#### Quoted passage:

——————

These are stormy times. It feels like we’re being buffeted by wind and waves and sometimes wonder if we can take another blow. Back in March, we never expected to be in this here and now. Our closure was earlier than most companies. Since the start of this crisis, we’ve been very responsive to the mood of the Addgenies — and they were very anxious at this point. Here's the message I shared with the Addgenies on March 11, 2020 after rumors spread in our building that someone from a different company had tested positive for COVID-19 (it turned out to be an unfounded rumor).
“Very unfortunately we believe it is best to further reduce onsite operations for the coming week. In an abundance of caution we are going to go into ‘snow day mode’. That is, all work from home as you are able... Thanks to everyone for being awesome during a tough time. We're all going to get through this and have one heck of a party when it's all over.”
And we sent the Addgenies home.
At the same time, as Addgene started dealing with this new reality of working remotely, scientists around the world mobilized on COVID-19 research, cures, and diagnostics. Almost immediately we began to receive urgent requests for access to coronavirus-related plasmids and to receive important coronavirus-related deposits. Our valiant lab and shipping staff agreed to come in and start getting plasmid deposits into the collection and to start shipping. They created the best safety protocols they could with limited guidance. We were also dealing with pending orders, but most labs around the world were closed and not receiving packages. So the entire team mobilized to figure out how to deliver when labs finally opened.
I was awed by the teamwork and initiative it took to make all this happen with 80% of the team working remotely. We’re extremely proud of the work we’ve done to support COVID-19 research. Our collection of available materials is growing along with a centralized information resource for scientists studying the coronavirus. Addgene’s Technology Transfer Team also moved fast to ensure that the majority of deposited materials to study SARS-CoV-2 would be fully open and available to industry requestors as well. This is a time when we need as much open science sharing as we can get.

——————

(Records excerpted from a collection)
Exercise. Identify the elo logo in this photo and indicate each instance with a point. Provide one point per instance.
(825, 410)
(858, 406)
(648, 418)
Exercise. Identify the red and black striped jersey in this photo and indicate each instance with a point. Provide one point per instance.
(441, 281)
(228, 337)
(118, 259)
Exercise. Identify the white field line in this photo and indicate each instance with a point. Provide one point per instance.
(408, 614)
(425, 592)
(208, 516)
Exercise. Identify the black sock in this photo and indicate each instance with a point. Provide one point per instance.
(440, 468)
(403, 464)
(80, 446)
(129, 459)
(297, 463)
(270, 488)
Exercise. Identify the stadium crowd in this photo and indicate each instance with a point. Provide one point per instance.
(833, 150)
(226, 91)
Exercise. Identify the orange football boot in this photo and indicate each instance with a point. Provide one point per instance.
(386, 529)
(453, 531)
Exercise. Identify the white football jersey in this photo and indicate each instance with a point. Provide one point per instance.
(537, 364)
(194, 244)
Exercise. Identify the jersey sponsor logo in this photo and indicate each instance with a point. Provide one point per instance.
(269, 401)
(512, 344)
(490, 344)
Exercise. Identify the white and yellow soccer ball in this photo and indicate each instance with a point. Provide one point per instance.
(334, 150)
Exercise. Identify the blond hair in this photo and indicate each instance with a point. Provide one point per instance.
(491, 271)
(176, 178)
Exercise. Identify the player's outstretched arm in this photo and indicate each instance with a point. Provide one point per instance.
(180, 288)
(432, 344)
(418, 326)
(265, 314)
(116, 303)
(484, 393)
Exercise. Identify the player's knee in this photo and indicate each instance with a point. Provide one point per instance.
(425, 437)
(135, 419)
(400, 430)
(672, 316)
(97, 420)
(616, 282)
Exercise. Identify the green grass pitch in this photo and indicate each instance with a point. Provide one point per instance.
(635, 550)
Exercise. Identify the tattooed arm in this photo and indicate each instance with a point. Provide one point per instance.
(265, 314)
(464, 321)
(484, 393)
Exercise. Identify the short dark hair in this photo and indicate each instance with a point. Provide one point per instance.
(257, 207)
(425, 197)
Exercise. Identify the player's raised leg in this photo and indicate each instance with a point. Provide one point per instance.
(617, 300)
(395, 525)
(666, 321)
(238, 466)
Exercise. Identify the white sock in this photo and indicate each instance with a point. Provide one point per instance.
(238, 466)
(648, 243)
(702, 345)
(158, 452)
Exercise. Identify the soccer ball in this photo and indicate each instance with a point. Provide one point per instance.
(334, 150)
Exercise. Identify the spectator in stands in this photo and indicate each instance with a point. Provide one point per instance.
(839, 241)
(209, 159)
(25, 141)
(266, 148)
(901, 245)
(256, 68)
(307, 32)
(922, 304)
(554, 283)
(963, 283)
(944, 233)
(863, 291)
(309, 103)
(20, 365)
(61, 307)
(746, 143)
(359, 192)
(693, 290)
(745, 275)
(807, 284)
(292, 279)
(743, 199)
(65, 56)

——————

#### Required actions:
[1] According to the account of Addgene's response to COVID-19, what did scientists around the world mobilize on? List each item.
[2] Using the account of Addgene's response to COVID-19, decide whether each statement agrees with it. Answer yes or no for each, and quote the words that settle it.
(a) The rumor that someone from a different company had tested positive turned out to be true.
(b) Addgene closed earlier than most companies did.
(c) About 80% of the Addgene team was working remotely.
[3] Carry the account of Addgene's response to COVID-19 forward from the point where it stops.

#### Answers below:
[1]
- COVID-19 research
- cures
- diagnostics

[2]
(a) No: "it turned out to be an unfounded rumor"
(b) Yes: "Our closure was earlier than most companies."
(c) Yes: "with 80% of the team working remotely"

[3]
|The effects of Addgene’s brief shut-down and the subsequent fluctuations in distribution.|
I don’t have space in this blog to call out every Addgene Team because they’re all doing amazing work during this difficult time. One function that rose to the challenge was our Finance Team. With Addgene closed for almost two weeks and with labs worldwide closing for unknown amounts of time, we were facing a financial crisis. As a nonprofit organization, Addgene charges enough for our services to run our operations. We don’t raise money except occasionally for capital equipment or resources needed to launch a new service or product. Our daily operations for all ongoing processes are entirely self-supporting. We hire more staff as we need them to meet demand and to serve the scientific community.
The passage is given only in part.